* Instruction:
Recast all of the data below as a JSON list of strings, one string per line, with blank lines omitted. Leave the pictures out.

* Data entries:
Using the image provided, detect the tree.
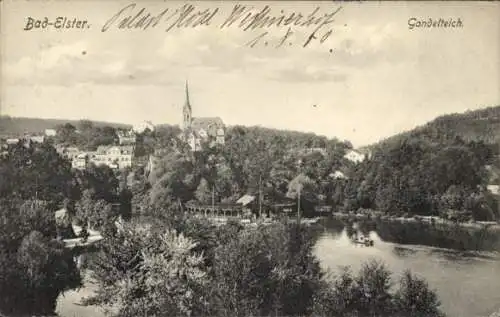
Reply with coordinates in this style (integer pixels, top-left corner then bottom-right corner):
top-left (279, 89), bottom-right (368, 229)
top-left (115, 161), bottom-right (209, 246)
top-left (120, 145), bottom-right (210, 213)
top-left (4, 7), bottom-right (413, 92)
top-left (195, 178), bottom-right (212, 204)
top-left (394, 270), bottom-right (444, 317)
top-left (0, 200), bottom-right (81, 315)
top-left (86, 226), bottom-right (208, 317)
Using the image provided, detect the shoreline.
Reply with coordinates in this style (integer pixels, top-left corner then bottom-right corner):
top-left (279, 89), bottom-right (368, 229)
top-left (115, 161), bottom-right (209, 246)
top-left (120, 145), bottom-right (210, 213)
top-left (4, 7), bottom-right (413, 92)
top-left (331, 212), bottom-right (500, 231)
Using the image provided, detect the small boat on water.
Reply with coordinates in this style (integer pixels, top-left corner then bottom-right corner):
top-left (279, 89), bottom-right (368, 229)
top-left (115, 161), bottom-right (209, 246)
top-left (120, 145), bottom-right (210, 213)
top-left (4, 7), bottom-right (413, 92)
top-left (352, 236), bottom-right (374, 247)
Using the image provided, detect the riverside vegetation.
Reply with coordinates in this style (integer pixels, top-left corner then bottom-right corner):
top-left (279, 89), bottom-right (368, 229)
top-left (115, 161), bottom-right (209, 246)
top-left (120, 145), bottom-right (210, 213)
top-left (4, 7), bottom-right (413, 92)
top-left (0, 107), bottom-right (500, 317)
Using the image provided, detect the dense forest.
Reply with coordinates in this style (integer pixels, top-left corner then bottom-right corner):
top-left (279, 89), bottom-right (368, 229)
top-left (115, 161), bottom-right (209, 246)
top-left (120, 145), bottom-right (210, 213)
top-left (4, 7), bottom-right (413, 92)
top-left (365, 106), bottom-right (500, 150)
top-left (343, 107), bottom-right (500, 220)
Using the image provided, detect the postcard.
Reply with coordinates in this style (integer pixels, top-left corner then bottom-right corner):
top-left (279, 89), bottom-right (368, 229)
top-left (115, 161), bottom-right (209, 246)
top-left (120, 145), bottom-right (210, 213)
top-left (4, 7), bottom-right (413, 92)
top-left (0, 0), bottom-right (500, 317)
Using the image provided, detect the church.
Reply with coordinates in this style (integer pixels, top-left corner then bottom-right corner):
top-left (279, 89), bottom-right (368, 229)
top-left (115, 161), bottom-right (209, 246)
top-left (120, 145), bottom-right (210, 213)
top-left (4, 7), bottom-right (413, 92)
top-left (182, 81), bottom-right (225, 151)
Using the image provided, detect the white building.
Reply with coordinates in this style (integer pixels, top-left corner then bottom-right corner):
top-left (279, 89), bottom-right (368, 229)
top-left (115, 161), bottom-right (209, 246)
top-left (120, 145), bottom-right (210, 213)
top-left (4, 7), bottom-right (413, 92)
top-left (117, 130), bottom-right (137, 145)
top-left (89, 145), bottom-right (134, 169)
top-left (344, 150), bottom-right (366, 163)
top-left (132, 121), bottom-right (155, 133)
top-left (45, 129), bottom-right (57, 137)
top-left (71, 153), bottom-right (88, 169)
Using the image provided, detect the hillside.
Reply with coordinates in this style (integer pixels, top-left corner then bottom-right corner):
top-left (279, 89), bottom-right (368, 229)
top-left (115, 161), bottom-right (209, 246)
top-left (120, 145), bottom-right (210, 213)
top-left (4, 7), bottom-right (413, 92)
top-left (0, 116), bottom-right (132, 136)
top-left (365, 106), bottom-right (500, 149)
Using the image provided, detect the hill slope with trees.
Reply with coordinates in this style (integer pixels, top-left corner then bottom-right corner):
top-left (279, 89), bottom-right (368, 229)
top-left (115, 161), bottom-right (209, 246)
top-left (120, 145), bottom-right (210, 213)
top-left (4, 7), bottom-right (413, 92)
top-left (0, 116), bottom-right (132, 137)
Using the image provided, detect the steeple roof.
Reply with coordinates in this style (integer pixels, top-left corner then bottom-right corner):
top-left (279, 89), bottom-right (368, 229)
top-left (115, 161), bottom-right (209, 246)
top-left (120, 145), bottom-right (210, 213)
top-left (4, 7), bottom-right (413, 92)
top-left (184, 80), bottom-right (191, 110)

* Expected answer:
[
  "Using the image provided, detect the tree.",
  "Reply with coordinates in this style (integer pixels, top-left corner then bottom-right corner):",
  "top-left (279, 89), bottom-right (368, 229)",
  "top-left (115, 161), bottom-right (209, 246)",
  "top-left (120, 145), bottom-right (210, 213)",
  "top-left (4, 7), bottom-right (413, 92)",
  "top-left (195, 178), bottom-right (212, 204)",
  "top-left (394, 270), bottom-right (444, 317)",
  "top-left (0, 200), bottom-right (81, 315)",
  "top-left (86, 226), bottom-right (208, 317)",
  "Using the image provided, detect the shoreline.",
  "Reply with coordinates in this style (integer pixels, top-left corner then bottom-right corner):",
  "top-left (279, 89), bottom-right (368, 229)",
  "top-left (115, 161), bottom-right (209, 246)",
  "top-left (120, 145), bottom-right (210, 213)",
  "top-left (4, 7), bottom-right (413, 92)",
  "top-left (331, 212), bottom-right (500, 231)",
  "Using the image provided, detect the small boat on water.",
  "Reply with coordinates in this style (integer pixels, top-left corner then bottom-right corner):",
  "top-left (279, 89), bottom-right (368, 229)",
  "top-left (115, 161), bottom-right (209, 246)",
  "top-left (120, 145), bottom-right (210, 213)",
  "top-left (4, 7), bottom-right (413, 92)",
  "top-left (352, 236), bottom-right (374, 247)",
  "Using the image provided, detect the riverside vegetation.",
  "Reply with coordinates in this style (integer pixels, top-left corner then bottom-right corner):",
  "top-left (279, 89), bottom-right (368, 229)",
  "top-left (115, 161), bottom-right (209, 246)",
  "top-left (120, 145), bottom-right (210, 213)",
  "top-left (4, 7), bottom-right (413, 92)",
  "top-left (0, 107), bottom-right (500, 317)",
  "Using the image provided, detect the dense forest.",
  "Reply with coordinates in this style (integer pixels, top-left corner then bottom-right corner):",
  "top-left (279, 89), bottom-right (368, 229)",
  "top-left (115, 161), bottom-right (209, 246)",
  "top-left (120, 145), bottom-right (210, 213)",
  "top-left (4, 7), bottom-right (413, 92)",
  "top-left (365, 106), bottom-right (500, 150)",
  "top-left (343, 107), bottom-right (500, 220)",
  "Using the image provided, detect the postcard.",
  "Reply with coordinates in this style (integer pixels, top-left corner then bottom-right corner):",
  "top-left (279, 89), bottom-right (368, 229)",
  "top-left (115, 161), bottom-right (209, 246)",
  "top-left (120, 145), bottom-right (210, 213)",
  "top-left (4, 7), bottom-right (413, 92)",
  "top-left (0, 0), bottom-right (500, 317)",
  "Using the image provided, detect the church.",
  "Reply with coordinates in this style (integer pixels, top-left corner then bottom-right corner):",
  "top-left (279, 89), bottom-right (368, 229)",
  "top-left (115, 161), bottom-right (209, 246)",
  "top-left (120, 145), bottom-right (210, 213)",
  "top-left (4, 7), bottom-right (413, 92)",
  "top-left (182, 81), bottom-right (225, 151)",
  "Using the image provided, detect the white building.",
  "Reply with coordinates in this style (integer pixels, top-left corner then bottom-right corner):",
  "top-left (279, 89), bottom-right (368, 229)",
  "top-left (115, 161), bottom-right (209, 246)",
  "top-left (120, 145), bottom-right (210, 213)",
  "top-left (4, 7), bottom-right (413, 92)",
  "top-left (117, 130), bottom-right (137, 145)",
  "top-left (89, 145), bottom-right (134, 169)",
  "top-left (344, 150), bottom-right (366, 163)",
  "top-left (132, 121), bottom-right (155, 133)",
  "top-left (45, 129), bottom-right (57, 137)",
  "top-left (71, 153), bottom-right (88, 169)",
  "Using the image provided, detect the hillside.",
  "Reply with coordinates in this style (integer pixels, top-left corner then bottom-right corner):",
  "top-left (279, 89), bottom-right (368, 229)",
  "top-left (115, 161), bottom-right (209, 246)",
  "top-left (120, 145), bottom-right (210, 213)",
  "top-left (4, 7), bottom-right (413, 92)",
  "top-left (0, 116), bottom-right (132, 136)",
  "top-left (365, 106), bottom-right (500, 149)",
  "Using the image provided, detect the hill slope with trees.",
  "Reply with coordinates in this style (integer pixels, top-left corner then bottom-right corner):",
  "top-left (279, 89), bottom-right (368, 229)",
  "top-left (115, 161), bottom-right (209, 246)",
  "top-left (120, 145), bottom-right (210, 213)",
  "top-left (4, 7), bottom-right (413, 92)",
  "top-left (0, 116), bottom-right (132, 137)",
  "Using the image provided, detect the steeple roof.",
  "Reply with coordinates in this style (integer pixels, top-left corner then bottom-right corner):",
  "top-left (279, 89), bottom-right (368, 229)",
  "top-left (115, 161), bottom-right (209, 246)",
  "top-left (120, 145), bottom-right (210, 213)",
  "top-left (4, 7), bottom-right (413, 92)",
  "top-left (184, 80), bottom-right (191, 110)"
]